▶ TEXT SEGMENT:
What is the central challenge/hypothesis your experiment investigates?
One of our research goals at the University of Virginia (UVA) is to detect cyber attacks through analysis of network data across large, enterprise systems. To provide the necessary data for this research, UVA, along with its partner Virginia Tech (VT), are recording every network connection into and out of the two networks. To give an idea of the scale of the two networks, UVA has 22,000 students and 9,000 faculty and staff, and VT has 37,000 students and 13,000 faculty and staff. During one week in February 2022, 361 billion packets crossed the border which resulted in 14 billion unique connections being captured.
But, how do you develop and evaluate a new analytic on this data set without malware used to train machine learning models and evaluate the analytic?
How is your research addressing this challenge?
To get the data we need, we simulated full-scale attacks on our enterprise systems. Using our internal cloud-based compute systems, we create hundreds of virtual machines (VMs) that are vulnerable to the self-propagating malware, Mirai. We modified the Mirai malware such that it’s benign to common computers, but knows how to compromise our virtual machines.
To collect realistic data, the virus needs to do its malicious scanning, initial infection, binary download, and command and control activity from outside the enterprise. These steps are where Chameleon comes in.

▶ EXERCISE DESCRIPTION:
Continue the text on simulating Mirai attacks against the UVA and VT networks, picking up after its last sentence.

▶ Dataset records:

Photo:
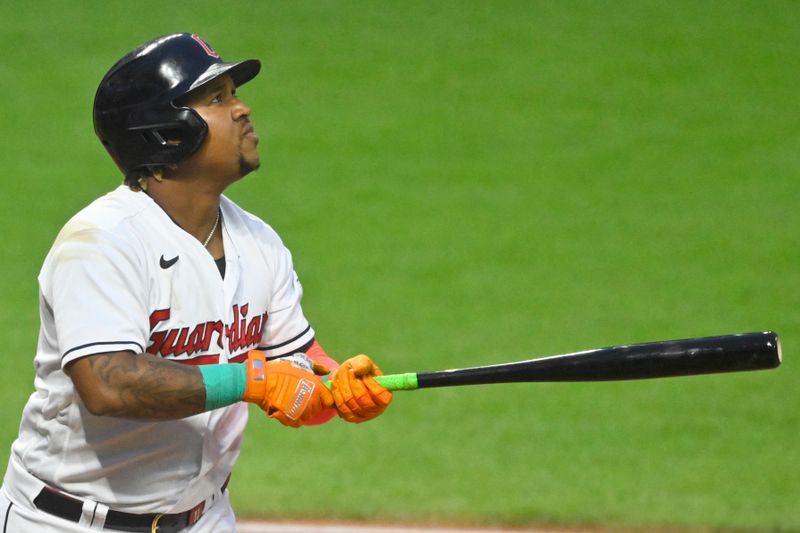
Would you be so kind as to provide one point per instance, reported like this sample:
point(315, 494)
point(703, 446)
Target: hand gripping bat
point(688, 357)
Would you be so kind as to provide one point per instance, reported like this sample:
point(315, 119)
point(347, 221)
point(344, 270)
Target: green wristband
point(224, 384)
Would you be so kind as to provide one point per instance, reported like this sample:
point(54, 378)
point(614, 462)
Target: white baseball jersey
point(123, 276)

* * *

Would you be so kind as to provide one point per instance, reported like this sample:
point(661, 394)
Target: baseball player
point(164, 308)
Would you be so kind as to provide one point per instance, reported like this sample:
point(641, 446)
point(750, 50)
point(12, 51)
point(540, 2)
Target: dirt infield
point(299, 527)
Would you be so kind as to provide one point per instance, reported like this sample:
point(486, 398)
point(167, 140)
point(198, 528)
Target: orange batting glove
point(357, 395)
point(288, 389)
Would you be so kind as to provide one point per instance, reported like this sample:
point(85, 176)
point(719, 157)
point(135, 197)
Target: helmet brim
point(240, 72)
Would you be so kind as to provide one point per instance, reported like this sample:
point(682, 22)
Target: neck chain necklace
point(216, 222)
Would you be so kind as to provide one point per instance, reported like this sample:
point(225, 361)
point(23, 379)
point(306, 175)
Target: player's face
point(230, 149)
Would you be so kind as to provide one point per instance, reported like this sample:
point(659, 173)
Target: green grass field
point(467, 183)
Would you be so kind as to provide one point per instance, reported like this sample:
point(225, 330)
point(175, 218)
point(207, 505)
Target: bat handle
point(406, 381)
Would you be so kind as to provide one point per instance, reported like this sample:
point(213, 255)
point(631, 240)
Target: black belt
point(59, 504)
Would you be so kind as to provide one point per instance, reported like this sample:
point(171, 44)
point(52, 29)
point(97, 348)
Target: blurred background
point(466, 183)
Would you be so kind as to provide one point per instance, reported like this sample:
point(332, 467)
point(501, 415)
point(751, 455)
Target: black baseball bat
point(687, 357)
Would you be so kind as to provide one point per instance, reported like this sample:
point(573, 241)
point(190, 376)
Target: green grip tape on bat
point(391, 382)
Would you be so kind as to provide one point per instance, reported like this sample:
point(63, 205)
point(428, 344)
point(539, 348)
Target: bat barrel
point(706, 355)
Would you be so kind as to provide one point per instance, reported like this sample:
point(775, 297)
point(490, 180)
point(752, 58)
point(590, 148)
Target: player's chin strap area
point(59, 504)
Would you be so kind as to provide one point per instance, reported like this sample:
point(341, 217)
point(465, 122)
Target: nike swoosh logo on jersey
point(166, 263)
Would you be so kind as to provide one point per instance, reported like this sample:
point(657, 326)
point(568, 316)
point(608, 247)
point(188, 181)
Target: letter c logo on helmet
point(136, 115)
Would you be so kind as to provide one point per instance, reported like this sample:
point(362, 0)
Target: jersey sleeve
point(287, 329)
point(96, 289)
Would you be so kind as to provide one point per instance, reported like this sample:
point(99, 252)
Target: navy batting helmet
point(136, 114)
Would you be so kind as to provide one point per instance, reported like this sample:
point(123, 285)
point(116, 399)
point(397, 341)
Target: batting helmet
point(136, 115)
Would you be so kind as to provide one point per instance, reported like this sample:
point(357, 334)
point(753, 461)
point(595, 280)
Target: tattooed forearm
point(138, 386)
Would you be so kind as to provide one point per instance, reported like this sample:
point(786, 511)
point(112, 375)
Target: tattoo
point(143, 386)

▶ WRITTEN RESPONSE:
How do you structure your experiment on Chameleon?
On Chameleon, we use the KVM dashboard to set up a Ubuntu virtual machine to host the Mirai binary downloads, to act as a server for command and control (C2), and to launch initial infections into our enterprise systems. We also set up a custom domain name server to serve malicious domains for our experiments.
Some of our experiments also involve simulating stealthy malware, where the C2 server changes IPs or domain names periodically. These experiments leverage Chameleon’s OpenStack API to dynamically change the networking components of the C2 servers and update the name server automatically. The malware then re-contacts the name server in order to re-contact the command-and-control server.
What features of the testbed do you need in order to implement your experiment?
The attack recreation we’ve performed on Chameleon have been hyper-realistic–real malware on a real network deployed safely. As such, we’ve set off every automatic malware detector you can imagine at UVA, VT, and Chameleon. Our #1 resource for dealing with these alerts is the Chameleon staff themselves. They’ve been excellent at working with us to allow these false alerts. They have been professional, courteous, prompt, and very helpful in navigating the safety and security policies needed to do this kind of attack recreation.
Furthermore, it’s been extremely useful to have the large pool of public IPs, such that each attack simulation can use a different IP address, such that machine learning algorithms don’t over-train for the IP address in question. Also, the bank of public IPs is useful with our shifting C2 simulations.
Can you point us to artifacts connected with your experiment that would be of interest to our readership?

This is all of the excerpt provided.